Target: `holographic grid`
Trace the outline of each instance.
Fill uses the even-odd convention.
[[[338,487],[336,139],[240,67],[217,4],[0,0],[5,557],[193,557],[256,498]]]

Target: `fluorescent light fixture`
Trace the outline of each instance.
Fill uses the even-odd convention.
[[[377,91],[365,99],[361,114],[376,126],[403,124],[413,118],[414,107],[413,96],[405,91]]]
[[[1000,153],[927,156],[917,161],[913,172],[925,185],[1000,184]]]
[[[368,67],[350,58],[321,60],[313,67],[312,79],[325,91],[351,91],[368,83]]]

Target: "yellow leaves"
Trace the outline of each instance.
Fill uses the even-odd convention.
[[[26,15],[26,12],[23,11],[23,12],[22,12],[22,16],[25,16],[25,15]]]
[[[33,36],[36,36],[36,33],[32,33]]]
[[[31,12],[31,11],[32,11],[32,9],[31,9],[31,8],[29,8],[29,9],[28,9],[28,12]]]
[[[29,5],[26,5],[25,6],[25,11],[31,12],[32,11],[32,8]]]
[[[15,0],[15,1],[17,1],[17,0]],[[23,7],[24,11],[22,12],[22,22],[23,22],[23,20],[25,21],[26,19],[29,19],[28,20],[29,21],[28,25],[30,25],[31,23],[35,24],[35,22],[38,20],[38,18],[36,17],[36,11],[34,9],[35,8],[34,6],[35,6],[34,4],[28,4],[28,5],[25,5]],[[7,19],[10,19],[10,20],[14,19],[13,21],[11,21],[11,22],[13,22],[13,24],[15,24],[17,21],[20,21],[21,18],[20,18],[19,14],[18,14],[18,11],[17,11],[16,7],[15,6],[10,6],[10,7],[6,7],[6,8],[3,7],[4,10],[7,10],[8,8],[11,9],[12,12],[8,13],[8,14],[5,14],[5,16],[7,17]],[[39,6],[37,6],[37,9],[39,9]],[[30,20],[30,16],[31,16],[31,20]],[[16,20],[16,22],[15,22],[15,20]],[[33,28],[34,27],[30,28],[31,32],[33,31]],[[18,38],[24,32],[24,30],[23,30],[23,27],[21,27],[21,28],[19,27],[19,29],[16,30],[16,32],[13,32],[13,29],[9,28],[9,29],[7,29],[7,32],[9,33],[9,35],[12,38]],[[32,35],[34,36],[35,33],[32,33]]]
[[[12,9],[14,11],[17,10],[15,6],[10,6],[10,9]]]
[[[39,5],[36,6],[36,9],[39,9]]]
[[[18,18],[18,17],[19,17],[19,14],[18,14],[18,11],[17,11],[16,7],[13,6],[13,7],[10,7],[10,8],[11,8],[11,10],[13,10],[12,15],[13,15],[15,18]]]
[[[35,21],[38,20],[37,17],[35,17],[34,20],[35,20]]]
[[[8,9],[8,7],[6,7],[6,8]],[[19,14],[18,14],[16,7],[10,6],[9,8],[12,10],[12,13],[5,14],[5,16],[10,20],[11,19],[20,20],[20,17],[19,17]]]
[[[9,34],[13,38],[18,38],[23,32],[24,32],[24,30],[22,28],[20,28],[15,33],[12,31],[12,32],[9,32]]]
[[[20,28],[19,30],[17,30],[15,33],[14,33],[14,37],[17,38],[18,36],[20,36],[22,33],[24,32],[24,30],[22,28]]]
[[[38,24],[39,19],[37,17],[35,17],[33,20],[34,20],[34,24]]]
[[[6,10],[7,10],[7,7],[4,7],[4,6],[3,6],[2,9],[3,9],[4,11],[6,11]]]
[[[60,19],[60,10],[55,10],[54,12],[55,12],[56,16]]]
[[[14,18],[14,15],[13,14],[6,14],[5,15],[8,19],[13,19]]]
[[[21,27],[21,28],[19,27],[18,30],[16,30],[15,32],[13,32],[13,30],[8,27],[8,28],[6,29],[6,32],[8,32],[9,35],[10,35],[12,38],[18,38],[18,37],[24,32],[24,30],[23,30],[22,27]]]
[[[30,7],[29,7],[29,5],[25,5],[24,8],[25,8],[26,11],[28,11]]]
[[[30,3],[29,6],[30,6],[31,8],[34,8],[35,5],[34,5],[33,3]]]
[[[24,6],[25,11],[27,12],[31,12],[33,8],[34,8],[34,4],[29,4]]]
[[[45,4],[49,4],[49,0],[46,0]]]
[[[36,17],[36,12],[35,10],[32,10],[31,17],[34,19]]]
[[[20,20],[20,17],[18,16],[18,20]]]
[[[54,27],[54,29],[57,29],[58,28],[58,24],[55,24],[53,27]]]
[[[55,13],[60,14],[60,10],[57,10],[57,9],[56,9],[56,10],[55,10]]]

--------------------------------------------------

ACTION ITEM:
Nothing may be left out. Retype all the entries exactly.

EXERCISE RESULT:
Target: `holographic grid`
Trace the outline of each instance.
Fill uses the even-odd convention.
[[[338,487],[336,139],[240,67],[217,4],[0,0],[5,557],[193,557],[256,498]]]

Target: `fluorescent light fixture`
Trace the outline of each instance.
Fill uses the even-odd convention.
[[[377,91],[365,99],[361,114],[376,126],[403,124],[413,118],[414,107],[413,96],[405,91]]]
[[[1000,153],[927,156],[917,161],[913,172],[925,185],[1000,184]]]
[[[368,67],[350,58],[321,60],[313,67],[312,79],[325,91],[351,91],[368,83]]]

Target: "yellow leaves"
Trace the outline of each instance.
Fill uses the even-odd convention.
[[[26,15],[26,12],[23,11],[23,12],[22,12],[22,16],[25,16],[25,15]]]
[[[33,36],[36,36],[36,33],[32,33]]]
[[[31,12],[31,11],[32,11],[32,9],[31,9],[31,8],[29,8],[29,9],[28,9],[28,12]]]
[[[29,5],[26,5],[25,6],[25,11],[31,12],[32,11],[32,8]]]
[[[15,0],[15,1],[17,1],[17,0]],[[23,7],[24,11],[22,12],[22,22],[23,22],[23,20],[25,21],[26,19],[29,19],[28,20],[29,21],[28,25],[30,25],[31,23],[35,24],[35,22],[38,20],[38,18],[36,17],[36,11],[34,9],[35,8],[34,6],[35,6],[34,4],[28,4],[28,5],[25,5]],[[7,19],[10,19],[10,20],[14,19],[13,21],[11,21],[11,22],[13,22],[13,24],[15,24],[17,21],[20,21],[21,18],[20,18],[19,14],[18,14],[18,11],[17,11],[16,7],[15,6],[10,6],[10,7],[6,7],[6,8],[3,7],[4,10],[7,10],[8,8],[11,9],[12,12],[8,13],[8,14],[5,14],[5,16],[7,17]],[[39,6],[37,6],[37,9],[39,9]],[[30,20],[30,16],[31,16],[31,20]],[[16,20],[16,22],[15,22],[15,20]],[[33,28],[34,27],[30,28],[31,32],[33,31]],[[18,38],[24,32],[24,30],[23,30],[23,27],[21,27],[21,28],[19,27],[19,29],[16,30],[16,32],[13,32],[13,29],[9,28],[9,29],[7,29],[7,32],[9,33],[9,35],[12,38]],[[32,35],[34,36],[35,33],[32,33]]]
[[[12,9],[14,11],[17,10],[15,6],[10,6],[10,9]]]
[[[39,5],[36,6],[36,9],[39,9]]]
[[[18,18],[18,17],[19,17],[19,14],[18,14],[18,11],[17,11],[16,7],[13,6],[13,7],[10,7],[10,8],[11,8],[11,10],[13,10],[12,15],[13,15],[15,18]]]
[[[35,21],[38,20],[37,17],[35,17],[34,20],[35,20]]]
[[[8,9],[8,7],[6,7],[6,8]],[[19,14],[18,14],[16,7],[10,6],[9,8],[12,10],[12,13],[5,14],[5,16],[10,20],[11,19],[20,20],[20,17],[19,17]]]
[[[9,34],[13,38],[18,38],[23,32],[24,32],[24,30],[22,28],[20,28],[15,33],[12,31],[12,32],[9,32]]]
[[[20,28],[19,30],[17,30],[15,33],[14,33],[14,37],[17,38],[18,36],[20,36],[22,33],[24,32],[24,30],[22,28]]]
[[[38,24],[39,19],[37,17],[35,17],[33,20],[34,20],[34,24]]]
[[[6,10],[7,10],[7,7],[4,7],[4,6],[3,6],[2,9],[3,9],[4,11],[6,11]]]
[[[60,19],[60,10],[55,10],[54,12],[55,12],[56,16]]]
[[[14,18],[14,15],[13,14],[6,14],[5,15],[8,19],[13,19]]]
[[[21,27],[21,28],[19,27],[18,30],[16,30],[15,32],[13,32],[13,30],[8,27],[8,28],[6,29],[6,32],[8,32],[9,35],[10,35],[12,38],[18,38],[18,37],[24,32],[24,30],[23,30],[22,27]]]
[[[30,7],[29,7],[29,5],[25,5],[24,8],[25,8],[26,11],[28,11]]]
[[[30,3],[29,6],[30,6],[31,8],[34,8],[35,5],[34,5],[33,3]]]
[[[24,6],[25,11],[27,12],[31,12],[33,8],[34,8],[34,4],[29,4]]]
[[[45,4],[49,4],[49,0],[46,0]]]
[[[36,17],[36,12],[35,10],[32,10],[31,17],[34,19]]]
[[[20,20],[20,17],[18,16],[18,20]]]
[[[54,27],[54,29],[57,29],[58,28],[58,24],[55,24],[53,27]]]
[[[55,13],[60,14],[60,10],[57,10],[57,9],[56,9],[56,10],[55,10]]]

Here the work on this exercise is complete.